(Provided records Opens)
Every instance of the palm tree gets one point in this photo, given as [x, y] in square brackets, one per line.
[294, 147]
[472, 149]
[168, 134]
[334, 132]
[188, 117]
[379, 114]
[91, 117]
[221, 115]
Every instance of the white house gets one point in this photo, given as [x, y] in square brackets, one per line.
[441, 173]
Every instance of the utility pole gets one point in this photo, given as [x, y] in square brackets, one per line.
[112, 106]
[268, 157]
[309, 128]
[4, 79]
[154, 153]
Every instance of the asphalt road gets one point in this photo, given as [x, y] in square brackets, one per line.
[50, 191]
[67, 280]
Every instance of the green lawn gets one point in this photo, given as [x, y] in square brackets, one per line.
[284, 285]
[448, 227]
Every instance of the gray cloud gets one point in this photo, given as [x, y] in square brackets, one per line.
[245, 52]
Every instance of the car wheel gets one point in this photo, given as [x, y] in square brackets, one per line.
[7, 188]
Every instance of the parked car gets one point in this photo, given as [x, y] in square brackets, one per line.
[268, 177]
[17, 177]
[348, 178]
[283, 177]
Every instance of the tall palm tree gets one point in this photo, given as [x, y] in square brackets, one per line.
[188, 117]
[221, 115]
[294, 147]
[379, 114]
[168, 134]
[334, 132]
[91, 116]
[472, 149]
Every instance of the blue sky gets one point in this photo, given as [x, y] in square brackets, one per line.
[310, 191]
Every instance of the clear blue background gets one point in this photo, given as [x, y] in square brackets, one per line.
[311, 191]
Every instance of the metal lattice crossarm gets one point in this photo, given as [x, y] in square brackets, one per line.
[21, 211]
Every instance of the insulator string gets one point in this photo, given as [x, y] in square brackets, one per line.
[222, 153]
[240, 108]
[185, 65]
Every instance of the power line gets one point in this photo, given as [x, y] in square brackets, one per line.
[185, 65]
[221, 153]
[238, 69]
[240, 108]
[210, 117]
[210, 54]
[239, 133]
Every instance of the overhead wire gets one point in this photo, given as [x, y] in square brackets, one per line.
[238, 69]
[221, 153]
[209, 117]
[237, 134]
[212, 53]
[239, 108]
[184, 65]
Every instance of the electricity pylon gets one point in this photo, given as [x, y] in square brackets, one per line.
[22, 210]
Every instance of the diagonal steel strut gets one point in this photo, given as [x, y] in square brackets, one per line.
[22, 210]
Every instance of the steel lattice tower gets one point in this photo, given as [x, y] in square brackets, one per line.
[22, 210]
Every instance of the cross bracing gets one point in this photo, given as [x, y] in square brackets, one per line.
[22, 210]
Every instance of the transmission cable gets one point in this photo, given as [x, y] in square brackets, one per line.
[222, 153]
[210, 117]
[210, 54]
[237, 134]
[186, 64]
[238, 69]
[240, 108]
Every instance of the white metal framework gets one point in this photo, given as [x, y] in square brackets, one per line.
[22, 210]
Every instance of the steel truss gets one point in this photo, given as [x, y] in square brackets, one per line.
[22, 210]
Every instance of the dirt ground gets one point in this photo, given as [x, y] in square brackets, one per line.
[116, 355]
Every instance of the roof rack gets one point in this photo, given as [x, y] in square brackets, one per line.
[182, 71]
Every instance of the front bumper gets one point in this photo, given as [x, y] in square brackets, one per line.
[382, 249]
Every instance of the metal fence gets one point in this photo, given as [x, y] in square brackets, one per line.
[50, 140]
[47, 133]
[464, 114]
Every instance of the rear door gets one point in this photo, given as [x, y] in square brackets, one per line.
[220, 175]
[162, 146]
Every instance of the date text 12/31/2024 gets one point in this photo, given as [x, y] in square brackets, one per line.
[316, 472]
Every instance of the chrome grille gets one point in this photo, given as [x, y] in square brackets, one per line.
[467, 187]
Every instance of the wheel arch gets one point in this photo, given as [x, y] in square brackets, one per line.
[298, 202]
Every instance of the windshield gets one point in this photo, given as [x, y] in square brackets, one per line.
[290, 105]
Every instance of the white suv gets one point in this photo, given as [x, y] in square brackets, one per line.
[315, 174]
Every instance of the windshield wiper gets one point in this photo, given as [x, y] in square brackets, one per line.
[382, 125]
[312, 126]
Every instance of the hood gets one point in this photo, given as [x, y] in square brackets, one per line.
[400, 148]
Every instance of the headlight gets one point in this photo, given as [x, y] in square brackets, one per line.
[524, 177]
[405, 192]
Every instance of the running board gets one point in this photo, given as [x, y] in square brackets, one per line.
(Provided records Closes)
**Aim of the exercise**. Each record must be transcribed word for word.

**Exercise response**.
Every instance of the palm tree gets one point in this photo, given as [x, y] in square brackets, one per line.
[294, 147]
[472, 149]
[168, 134]
[334, 132]
[188, 117]
[379, 114]
[91, 117]
[221, 115]
Every instance of the white house gets one point in this photo, given as [x, y] in square brackets, one per line.
[441, 173]
Every instance of the utility pole gets one point in this photo, given as [x, y] in square brackets, one per line.
[112, 106]
[268, 157]
[309, 128]
[4, 79]
[154, 153]
Every instance of the asphalt road gets one point in this photo, given as [x, y] in square brackets, one per line.
[50, 191]
[67, 280]
Every instance of the green lawn gets one point in this photo, given as [x, y] in square brackets, one per line.
[284, 285]
[448, 227]
Every instance of the gray cloud gets one point in this photo, given as [x, y] in square brackets, one per line.
[245, 52]
Every instance of the car wheel gets one point in this photo, given as [x, y] in square brackets, one per line.
[7, 188]
Every instance of the parked car gets one point in this photo, given as [x, y] in square brackets, one per line.
[268, 177]
[17, 177]
[348, 178]
[283, 177]
Every instance of the tall palm tree gets one point in this photo, given as [x, y] in square brackets, one per line.
[188, 117]
[221, 115]
[294, 147]
[379, 114]
[168, 134]
[334, 132]
[91, 116]
[472, 149]
Every instance of the blue sky gets one point in this photo, given as [x, y] in square brackets, one per line.
[310, 191]
Every instance of the clear blue background gets one point in this photo, given as [x, y] in square brackets, one per line.
[311, 191]
Every instance of the metal lattice crossarm gets one point in this photo, given as [x, y] in square brackets, one per line.
[21, 211]
Every instance of the insulator string gets one point in this photo, given as [x, y] in square brackets, one per line.
[222, 153]
[240, 108]
[185, 65]
Every instance of the power line gets one point in this photo, given as [x, y] in square brackets, one per line.
[185, 65]
[221, 153]
[238, 69]
[240, 108]
[210, 117]
[210, 54]
[239, 133]
Every instance of the overhead wire gets one point in this photo, given as [x, y] in square brackets, one per line.
[238, 69]
[221, 153]
[209, 117]
[237, 134]
[212, 53]
[239, 108]
[184, 65]
Every instance of the electricity pylon gets one point in this photo, given as [x, y] in square brackets, one per line.
[22, 210]
Every instance of the diagonal steel strut gets one point in this photo, given as [x, y] in square brackets, one per line.
[22, 210]
Every instance of the steel lattice tower gets one point in this photo, given as [x, y] in square brackets, one per line.
[22, 210]
Every instance of the cross bracing gets one point in this photo, given as [x, y] in square brackets, one per line.
[22, 210]
Every instance of the transmission cable gets one point in this photo, given as [x, y] in square brackets, one per line.
[222, 153]
[210, 117]
[210, 54]
[237, 134]
[186, 64]
[238, 69]
[240, 108]
Every instance of the white metal framework gets one point in this photo, given as [x, y] in square brackets, one per line.
[22, 210]
Every instance of the steel truss gets one point in this photo, given as [x, y] in square brackets, one per line.
[22, 210]
Every instance of the dirt ground gets one point in this photo, given as [x, y] in square brackets, one per line.
[116, 355]
Every instance of the roof rack gets one point in this photo, given as [x, y] in square brackets, one per line.
[182, 71]
Every instance of the front bumper gets one point in this photo, given as [x, y] in square brackets, one per line.
[382, 249]
Every instance of the metal fence gets one point in this photo, given as [x, y] in square brackets, one per line.
[50, 140]
[47, 133]
[464, 114]
Every instance of the rear door gets one point in this photo, given as [x, y] in square brackets, one per line.
[220, 175]
[162, 146]
Every instance of the date text 12/31/2024 gets one point in this photo, given as [x, y] in square brackets, one per line.
[316, 472]
Every instance of the chrome grille gets one point in this photo, given as [x, y] in square brackets, one per line.
[467, 187]
Every instance of the wheel arch gets one point in this photo, given as [x, y] in square brackets, one per line.
[298, 202]
Every instance of the windshield gets one point in this photo, given as [x, y] in square brackets, one per line.
[290, 105]
Every instance of the white suv gets one point in this photo, given as [x, y] in square brackets, one per line.
[315, 174]
Every instance of the windshield wiper gets one point in this photo, given as [x, y] in square brackets, one per line.
[382, 125]
[312, 126]
Every instance of the hood gets one point in this photo, given as [x, y] in square brackets, one per line.
[400, 148]
Every instance of the headlight gets one point in this photo, given as [x, y] in square brackets, one per line.
[524, 177]
[405, 192]
Every instance of the running board gets one point in this photo, given as [x, y] in square brackets, one per line.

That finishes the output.